Problem statement:
Copy out verbatim everything in the records from the line containing "In this picture, where can the concrete" down to the line containing "(567, 1155)", including both of those lines.
======== Available records
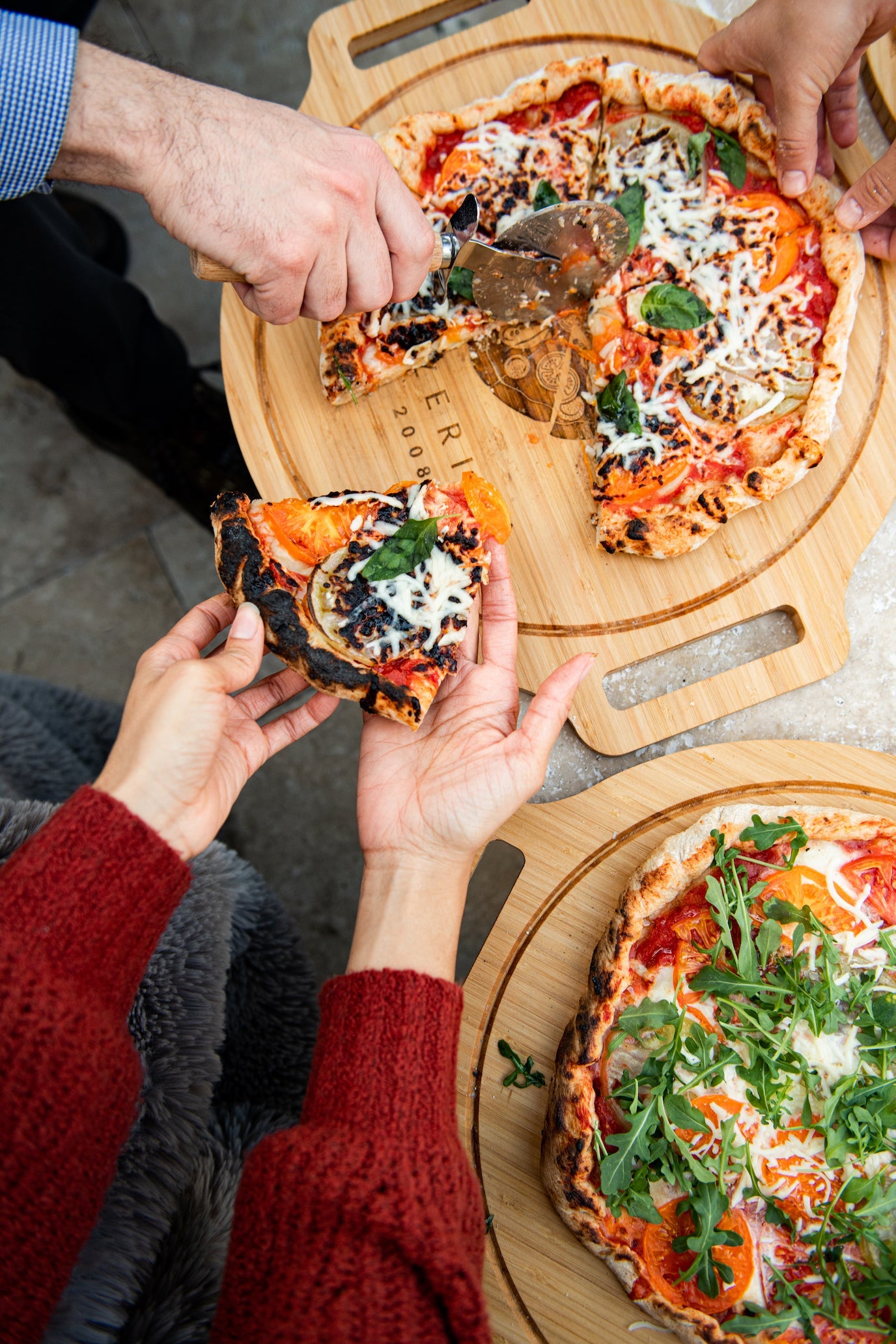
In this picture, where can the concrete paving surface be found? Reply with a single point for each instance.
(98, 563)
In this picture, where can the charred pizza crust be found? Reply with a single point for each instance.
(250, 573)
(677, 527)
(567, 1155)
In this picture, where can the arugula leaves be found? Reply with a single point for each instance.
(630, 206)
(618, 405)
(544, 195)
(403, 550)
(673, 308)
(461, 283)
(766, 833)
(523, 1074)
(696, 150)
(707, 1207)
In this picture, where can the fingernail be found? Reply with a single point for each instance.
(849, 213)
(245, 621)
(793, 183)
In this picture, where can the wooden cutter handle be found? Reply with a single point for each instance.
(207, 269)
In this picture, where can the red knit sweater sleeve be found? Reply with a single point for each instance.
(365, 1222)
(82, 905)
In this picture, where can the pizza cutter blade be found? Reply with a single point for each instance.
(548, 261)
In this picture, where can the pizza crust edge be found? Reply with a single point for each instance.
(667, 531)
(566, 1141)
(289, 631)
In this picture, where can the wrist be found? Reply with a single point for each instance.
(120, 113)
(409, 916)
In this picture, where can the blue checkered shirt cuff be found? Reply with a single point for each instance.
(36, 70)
================
======== Available records
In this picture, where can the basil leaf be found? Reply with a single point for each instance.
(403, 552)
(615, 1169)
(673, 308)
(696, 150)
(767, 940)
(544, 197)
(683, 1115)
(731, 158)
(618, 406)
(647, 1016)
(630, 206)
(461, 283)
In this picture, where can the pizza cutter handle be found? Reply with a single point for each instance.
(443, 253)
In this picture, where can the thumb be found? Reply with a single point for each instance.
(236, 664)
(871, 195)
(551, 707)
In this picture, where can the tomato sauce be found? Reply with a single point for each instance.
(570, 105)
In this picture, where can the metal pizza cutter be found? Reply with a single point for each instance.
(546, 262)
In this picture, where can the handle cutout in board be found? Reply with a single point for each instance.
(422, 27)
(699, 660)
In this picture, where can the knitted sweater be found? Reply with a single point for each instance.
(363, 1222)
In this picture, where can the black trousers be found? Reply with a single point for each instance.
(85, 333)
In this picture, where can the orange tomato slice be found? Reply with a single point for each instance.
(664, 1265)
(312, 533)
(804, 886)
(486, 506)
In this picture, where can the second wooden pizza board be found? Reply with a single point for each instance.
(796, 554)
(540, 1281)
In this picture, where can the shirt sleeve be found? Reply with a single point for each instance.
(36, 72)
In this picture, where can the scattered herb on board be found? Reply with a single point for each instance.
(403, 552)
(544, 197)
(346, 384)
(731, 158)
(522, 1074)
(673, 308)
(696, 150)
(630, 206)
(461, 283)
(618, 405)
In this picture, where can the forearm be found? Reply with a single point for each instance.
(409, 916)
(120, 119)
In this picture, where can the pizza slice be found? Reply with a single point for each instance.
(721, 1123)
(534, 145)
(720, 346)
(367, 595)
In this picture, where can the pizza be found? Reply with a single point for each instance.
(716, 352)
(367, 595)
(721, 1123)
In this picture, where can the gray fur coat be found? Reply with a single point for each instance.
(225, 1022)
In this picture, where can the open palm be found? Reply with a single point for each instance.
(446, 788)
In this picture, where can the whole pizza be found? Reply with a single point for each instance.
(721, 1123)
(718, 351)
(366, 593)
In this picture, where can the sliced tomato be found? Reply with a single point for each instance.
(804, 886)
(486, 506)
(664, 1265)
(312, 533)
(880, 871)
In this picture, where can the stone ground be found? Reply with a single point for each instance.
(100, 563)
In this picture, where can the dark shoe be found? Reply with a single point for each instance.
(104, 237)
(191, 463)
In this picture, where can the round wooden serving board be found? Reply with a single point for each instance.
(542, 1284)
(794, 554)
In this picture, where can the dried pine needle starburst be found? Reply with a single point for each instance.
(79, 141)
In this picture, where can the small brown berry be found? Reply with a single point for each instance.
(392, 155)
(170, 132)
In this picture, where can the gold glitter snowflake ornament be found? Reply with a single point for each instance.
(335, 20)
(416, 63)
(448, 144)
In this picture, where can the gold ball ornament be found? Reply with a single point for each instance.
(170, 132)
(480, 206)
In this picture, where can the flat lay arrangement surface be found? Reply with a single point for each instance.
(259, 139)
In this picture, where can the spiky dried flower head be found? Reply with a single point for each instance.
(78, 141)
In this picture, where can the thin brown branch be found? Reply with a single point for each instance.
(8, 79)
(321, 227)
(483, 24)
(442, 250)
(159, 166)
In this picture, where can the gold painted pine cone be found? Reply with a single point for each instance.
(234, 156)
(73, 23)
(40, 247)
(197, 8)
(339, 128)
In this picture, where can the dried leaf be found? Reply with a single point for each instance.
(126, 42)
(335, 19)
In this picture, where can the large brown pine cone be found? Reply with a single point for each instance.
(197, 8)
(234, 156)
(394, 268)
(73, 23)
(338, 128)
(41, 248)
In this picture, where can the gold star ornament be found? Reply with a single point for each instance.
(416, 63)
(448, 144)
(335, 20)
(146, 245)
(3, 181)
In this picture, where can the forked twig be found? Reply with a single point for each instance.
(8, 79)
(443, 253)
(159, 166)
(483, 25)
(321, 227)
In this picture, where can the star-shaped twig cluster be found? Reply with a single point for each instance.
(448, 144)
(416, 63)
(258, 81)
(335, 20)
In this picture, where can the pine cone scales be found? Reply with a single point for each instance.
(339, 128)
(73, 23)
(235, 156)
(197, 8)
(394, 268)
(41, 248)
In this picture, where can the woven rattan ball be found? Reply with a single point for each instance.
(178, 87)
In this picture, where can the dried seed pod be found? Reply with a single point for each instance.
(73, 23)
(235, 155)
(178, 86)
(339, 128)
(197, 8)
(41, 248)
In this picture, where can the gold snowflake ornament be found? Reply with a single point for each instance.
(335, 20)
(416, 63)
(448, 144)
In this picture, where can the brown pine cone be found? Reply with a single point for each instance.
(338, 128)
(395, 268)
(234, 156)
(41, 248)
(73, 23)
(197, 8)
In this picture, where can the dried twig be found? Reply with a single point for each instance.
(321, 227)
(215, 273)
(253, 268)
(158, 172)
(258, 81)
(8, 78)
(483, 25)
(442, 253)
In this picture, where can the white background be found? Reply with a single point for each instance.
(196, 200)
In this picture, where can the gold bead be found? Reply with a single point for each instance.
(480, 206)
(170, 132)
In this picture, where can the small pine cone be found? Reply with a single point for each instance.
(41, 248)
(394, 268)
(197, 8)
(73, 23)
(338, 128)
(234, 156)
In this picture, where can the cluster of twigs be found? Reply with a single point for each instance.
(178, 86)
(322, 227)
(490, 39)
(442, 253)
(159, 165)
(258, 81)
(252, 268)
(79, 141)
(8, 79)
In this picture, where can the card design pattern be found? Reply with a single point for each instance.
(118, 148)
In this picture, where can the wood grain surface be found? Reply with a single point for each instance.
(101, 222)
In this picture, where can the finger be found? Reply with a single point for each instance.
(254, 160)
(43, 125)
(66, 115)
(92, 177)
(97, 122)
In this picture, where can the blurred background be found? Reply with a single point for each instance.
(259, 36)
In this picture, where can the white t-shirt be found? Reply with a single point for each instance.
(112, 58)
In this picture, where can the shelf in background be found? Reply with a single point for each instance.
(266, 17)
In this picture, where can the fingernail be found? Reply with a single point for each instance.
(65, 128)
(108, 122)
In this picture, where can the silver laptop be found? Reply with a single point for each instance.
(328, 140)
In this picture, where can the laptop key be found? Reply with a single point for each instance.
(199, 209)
================
======== Available records
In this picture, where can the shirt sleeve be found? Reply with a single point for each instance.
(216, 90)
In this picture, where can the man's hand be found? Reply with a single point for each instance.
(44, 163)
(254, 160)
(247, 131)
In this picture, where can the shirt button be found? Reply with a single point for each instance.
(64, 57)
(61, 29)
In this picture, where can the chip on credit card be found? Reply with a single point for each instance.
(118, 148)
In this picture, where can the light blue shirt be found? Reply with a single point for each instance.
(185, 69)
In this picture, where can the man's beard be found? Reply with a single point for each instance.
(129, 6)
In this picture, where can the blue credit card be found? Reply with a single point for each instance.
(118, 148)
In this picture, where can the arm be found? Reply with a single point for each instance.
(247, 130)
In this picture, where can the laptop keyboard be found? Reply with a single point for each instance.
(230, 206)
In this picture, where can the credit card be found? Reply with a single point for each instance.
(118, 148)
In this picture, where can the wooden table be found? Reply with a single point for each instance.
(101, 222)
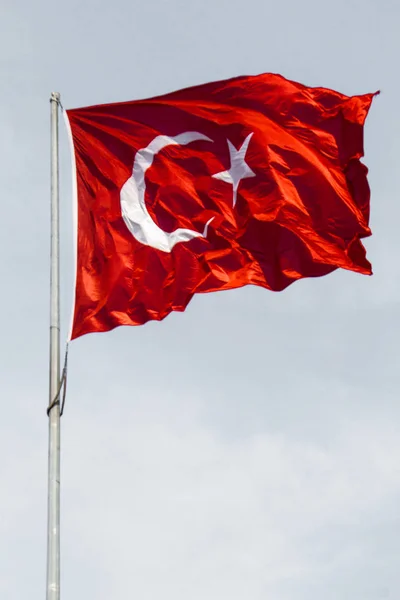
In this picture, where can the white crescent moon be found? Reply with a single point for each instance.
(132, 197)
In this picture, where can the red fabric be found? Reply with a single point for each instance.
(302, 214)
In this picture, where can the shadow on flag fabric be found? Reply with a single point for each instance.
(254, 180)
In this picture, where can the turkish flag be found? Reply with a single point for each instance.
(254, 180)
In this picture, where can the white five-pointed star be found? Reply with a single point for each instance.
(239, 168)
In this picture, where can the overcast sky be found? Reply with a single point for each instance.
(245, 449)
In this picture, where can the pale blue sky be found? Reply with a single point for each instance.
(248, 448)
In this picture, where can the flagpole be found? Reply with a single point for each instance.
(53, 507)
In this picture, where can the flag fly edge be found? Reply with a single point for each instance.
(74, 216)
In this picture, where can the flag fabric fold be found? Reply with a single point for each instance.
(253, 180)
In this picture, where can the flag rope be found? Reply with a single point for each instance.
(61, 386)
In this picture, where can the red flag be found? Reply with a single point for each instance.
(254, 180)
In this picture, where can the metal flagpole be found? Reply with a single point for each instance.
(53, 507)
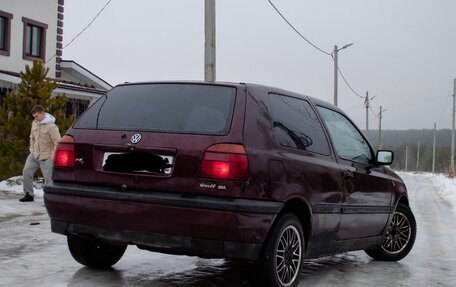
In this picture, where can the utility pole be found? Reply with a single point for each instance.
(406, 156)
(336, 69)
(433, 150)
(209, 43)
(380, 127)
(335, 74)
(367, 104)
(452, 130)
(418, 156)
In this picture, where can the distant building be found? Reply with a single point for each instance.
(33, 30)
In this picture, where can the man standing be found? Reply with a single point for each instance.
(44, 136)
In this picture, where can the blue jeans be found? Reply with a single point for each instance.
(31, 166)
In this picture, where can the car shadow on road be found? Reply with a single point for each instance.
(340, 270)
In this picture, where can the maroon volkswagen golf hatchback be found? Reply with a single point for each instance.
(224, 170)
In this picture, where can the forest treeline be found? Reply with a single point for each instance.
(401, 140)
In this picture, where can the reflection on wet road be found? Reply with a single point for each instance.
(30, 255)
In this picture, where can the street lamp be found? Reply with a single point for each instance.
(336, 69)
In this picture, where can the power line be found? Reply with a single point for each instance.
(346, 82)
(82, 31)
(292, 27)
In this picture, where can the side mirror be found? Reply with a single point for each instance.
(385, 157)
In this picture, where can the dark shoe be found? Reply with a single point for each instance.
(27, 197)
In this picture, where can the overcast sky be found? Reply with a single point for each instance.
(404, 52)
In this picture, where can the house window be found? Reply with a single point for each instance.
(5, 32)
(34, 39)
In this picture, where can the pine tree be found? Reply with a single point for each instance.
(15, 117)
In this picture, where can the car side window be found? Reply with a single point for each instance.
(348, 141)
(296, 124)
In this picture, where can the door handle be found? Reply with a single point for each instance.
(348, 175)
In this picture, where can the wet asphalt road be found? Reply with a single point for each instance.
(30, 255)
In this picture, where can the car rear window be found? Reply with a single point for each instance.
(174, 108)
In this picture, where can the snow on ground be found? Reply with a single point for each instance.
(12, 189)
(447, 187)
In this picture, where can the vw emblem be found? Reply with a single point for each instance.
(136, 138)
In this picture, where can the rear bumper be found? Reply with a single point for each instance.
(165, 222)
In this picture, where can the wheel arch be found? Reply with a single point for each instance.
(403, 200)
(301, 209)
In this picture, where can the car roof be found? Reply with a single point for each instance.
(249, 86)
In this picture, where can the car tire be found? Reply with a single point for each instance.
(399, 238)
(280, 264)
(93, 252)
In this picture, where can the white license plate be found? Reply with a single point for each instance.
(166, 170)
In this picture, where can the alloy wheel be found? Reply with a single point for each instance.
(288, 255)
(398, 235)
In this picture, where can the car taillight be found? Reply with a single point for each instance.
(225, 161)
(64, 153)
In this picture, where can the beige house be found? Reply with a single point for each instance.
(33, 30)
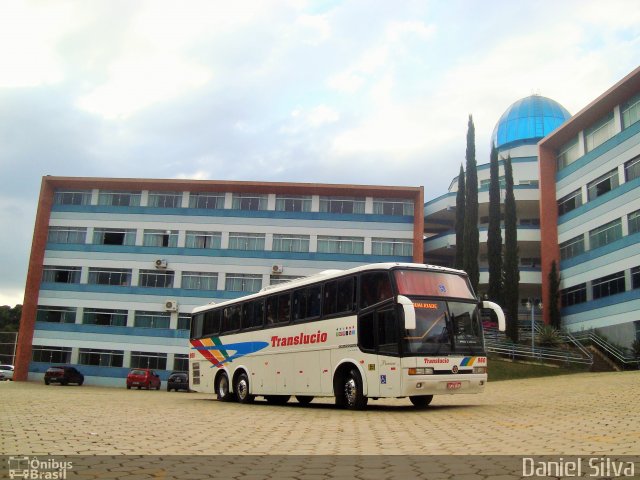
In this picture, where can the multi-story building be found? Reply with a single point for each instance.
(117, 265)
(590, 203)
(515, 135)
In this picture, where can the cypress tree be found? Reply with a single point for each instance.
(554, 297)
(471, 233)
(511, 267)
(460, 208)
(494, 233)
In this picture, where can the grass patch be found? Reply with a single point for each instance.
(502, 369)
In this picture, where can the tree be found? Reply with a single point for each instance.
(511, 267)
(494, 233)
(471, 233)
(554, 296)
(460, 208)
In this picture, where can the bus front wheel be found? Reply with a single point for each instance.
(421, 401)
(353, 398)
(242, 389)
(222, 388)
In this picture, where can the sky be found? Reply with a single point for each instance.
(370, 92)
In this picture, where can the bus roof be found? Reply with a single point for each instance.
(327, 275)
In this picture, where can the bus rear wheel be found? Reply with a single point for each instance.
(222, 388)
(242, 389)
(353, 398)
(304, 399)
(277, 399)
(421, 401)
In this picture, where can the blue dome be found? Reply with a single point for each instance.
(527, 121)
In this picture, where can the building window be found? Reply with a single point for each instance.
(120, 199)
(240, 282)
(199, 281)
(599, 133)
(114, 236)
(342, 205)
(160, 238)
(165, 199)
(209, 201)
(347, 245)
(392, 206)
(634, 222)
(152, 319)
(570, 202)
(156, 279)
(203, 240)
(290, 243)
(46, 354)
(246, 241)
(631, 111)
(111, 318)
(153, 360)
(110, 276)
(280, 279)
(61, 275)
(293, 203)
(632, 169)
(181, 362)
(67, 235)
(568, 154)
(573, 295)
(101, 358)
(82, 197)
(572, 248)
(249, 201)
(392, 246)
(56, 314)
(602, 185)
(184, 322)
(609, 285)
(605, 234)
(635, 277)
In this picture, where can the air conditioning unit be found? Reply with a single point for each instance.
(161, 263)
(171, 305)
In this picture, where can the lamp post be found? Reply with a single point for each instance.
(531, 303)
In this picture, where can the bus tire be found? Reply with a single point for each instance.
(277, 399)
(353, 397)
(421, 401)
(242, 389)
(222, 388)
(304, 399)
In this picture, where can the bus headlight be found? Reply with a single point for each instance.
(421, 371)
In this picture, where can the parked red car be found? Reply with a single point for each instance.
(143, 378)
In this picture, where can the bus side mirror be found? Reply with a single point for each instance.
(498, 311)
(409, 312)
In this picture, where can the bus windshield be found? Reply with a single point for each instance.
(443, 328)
================
Finished exercise:
In this picture, where can the concrete paving surface be found? Reply with a single point for each instance.
(98, 563)
In this picture, where can the charred pizza crust be found? Reply with a single point for each instance.
(250, 573)
(677, 527)
(567, 1155)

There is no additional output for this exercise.